• What you are asked to do
Can you copy out the lines below again without any change, beginning at the line that contains "Could you mark the region of every instance of the white" and stopping after the line that contains "Now the white"?

• Data listing
--

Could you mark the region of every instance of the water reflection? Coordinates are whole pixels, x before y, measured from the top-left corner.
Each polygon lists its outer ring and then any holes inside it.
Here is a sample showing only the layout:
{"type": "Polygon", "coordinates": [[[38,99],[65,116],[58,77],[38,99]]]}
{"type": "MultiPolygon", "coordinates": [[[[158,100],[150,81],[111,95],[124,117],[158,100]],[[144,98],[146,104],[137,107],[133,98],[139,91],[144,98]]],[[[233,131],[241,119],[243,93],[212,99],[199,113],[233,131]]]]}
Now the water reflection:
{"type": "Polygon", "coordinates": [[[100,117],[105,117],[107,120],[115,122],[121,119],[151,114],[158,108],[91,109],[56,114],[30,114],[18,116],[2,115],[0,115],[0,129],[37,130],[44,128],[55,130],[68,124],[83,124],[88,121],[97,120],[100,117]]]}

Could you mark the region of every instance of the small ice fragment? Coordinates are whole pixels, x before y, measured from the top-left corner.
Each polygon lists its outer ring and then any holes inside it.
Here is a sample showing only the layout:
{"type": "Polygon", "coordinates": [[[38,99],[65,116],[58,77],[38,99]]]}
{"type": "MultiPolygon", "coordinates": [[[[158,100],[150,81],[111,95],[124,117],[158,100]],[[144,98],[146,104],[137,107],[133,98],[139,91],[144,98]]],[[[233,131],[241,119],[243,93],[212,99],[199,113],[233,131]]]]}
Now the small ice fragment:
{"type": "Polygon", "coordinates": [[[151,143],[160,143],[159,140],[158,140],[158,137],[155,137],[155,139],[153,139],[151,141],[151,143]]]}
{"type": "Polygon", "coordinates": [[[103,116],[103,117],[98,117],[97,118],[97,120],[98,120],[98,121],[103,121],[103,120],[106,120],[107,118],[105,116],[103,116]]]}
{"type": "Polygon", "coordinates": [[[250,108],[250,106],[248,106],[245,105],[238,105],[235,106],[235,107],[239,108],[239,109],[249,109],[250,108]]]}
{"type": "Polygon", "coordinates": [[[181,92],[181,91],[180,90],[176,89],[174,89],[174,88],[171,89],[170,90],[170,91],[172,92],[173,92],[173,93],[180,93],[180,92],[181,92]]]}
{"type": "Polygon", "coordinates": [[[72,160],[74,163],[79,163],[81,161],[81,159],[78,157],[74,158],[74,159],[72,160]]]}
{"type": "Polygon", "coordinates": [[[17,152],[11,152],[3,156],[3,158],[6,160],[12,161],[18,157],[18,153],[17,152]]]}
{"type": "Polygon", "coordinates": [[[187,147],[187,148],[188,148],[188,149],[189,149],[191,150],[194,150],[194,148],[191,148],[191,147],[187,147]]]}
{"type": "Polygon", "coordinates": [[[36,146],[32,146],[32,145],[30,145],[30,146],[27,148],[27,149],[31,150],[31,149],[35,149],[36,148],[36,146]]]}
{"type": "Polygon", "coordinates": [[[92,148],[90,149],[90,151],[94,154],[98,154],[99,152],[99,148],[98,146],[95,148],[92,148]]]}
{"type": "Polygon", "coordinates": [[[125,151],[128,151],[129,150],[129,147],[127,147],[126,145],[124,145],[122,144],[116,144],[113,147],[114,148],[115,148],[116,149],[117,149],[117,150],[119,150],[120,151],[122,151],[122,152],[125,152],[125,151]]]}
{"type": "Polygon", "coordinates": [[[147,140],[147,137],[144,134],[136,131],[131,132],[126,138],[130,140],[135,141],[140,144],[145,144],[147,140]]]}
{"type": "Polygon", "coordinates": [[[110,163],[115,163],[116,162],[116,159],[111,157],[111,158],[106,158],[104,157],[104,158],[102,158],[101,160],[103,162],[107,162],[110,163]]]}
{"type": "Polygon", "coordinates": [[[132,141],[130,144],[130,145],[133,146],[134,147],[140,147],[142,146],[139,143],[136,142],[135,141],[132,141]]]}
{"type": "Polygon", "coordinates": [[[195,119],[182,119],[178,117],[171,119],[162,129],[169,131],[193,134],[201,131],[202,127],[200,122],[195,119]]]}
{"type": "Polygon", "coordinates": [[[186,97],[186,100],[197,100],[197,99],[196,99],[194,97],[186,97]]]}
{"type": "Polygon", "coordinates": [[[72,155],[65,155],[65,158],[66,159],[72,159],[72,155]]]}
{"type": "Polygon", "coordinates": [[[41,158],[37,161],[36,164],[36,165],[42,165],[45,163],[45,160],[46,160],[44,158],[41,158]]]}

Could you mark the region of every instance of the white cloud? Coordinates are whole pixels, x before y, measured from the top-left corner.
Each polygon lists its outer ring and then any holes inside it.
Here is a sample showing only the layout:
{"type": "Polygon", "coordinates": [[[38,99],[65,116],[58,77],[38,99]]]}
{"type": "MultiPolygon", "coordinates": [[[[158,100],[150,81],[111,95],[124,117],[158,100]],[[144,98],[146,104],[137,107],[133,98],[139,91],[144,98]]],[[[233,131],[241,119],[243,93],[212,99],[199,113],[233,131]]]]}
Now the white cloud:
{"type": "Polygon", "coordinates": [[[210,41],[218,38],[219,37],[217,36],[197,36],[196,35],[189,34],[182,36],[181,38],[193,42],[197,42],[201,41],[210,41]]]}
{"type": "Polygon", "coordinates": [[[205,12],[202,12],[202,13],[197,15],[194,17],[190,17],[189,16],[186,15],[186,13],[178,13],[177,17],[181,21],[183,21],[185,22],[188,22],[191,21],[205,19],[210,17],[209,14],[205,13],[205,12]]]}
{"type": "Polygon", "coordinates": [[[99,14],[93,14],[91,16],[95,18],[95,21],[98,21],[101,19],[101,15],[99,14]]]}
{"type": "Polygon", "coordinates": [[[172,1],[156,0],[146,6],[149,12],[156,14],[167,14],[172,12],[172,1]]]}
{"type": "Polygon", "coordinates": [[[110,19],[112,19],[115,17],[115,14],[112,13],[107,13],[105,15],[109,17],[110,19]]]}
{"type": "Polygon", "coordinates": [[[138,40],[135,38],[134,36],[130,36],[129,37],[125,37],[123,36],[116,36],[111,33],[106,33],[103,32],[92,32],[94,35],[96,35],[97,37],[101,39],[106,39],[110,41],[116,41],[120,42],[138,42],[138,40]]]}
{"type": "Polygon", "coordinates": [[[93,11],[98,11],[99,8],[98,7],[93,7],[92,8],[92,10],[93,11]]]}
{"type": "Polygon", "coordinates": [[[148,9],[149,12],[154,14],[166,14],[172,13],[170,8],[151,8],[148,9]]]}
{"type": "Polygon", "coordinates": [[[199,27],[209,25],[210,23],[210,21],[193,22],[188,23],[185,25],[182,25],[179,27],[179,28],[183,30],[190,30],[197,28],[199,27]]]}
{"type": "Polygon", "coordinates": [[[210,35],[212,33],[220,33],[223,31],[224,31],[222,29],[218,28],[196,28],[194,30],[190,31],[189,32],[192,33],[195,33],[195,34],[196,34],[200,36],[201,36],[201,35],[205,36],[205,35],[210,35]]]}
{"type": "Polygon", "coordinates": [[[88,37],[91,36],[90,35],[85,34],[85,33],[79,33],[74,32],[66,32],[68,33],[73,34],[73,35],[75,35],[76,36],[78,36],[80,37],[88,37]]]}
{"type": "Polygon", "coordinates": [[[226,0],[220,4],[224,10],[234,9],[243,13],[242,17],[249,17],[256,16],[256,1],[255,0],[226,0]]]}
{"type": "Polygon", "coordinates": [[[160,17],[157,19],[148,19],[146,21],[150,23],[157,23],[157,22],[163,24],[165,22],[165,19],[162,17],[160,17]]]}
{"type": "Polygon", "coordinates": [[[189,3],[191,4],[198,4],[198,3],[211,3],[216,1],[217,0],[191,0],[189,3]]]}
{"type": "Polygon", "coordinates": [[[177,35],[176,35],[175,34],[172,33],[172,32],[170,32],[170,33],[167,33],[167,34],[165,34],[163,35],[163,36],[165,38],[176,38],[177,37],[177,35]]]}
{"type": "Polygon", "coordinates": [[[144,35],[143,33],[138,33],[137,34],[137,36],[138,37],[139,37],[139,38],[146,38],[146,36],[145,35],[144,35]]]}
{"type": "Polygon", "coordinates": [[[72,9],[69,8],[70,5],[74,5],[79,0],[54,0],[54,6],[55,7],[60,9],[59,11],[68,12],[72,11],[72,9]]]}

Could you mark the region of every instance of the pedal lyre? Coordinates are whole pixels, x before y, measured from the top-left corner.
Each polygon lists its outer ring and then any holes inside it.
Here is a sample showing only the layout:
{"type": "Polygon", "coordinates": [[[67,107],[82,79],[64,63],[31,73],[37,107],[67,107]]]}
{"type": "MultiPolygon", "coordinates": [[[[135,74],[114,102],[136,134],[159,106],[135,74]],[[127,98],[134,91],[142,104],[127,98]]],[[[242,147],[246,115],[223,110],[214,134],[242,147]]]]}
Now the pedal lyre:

--

• Output of the task
Could you mark the region of every instance of the white cloud? Coordinates are whole pixels, x before y, measured from the top-left corner.
Each polygon lists its outer ring and then any holes inside it.
Here is a sample showing only the layout:
{"type": "Polygon", "coordinates": [[[38,99],[65,116],[58,77],[38,99]]]}
{"type": "MultiPolygon", "coordinates": [[[[158,100],[150,81],[111,95],[124,117],[158,100]],[[144,98],[146,104],[137,107],[133,98],[139,91],[144,98]]],[[[233,131],[241,119],[243,93],[212,99],[199,113],[233,131]]]]}
Now the white cloud:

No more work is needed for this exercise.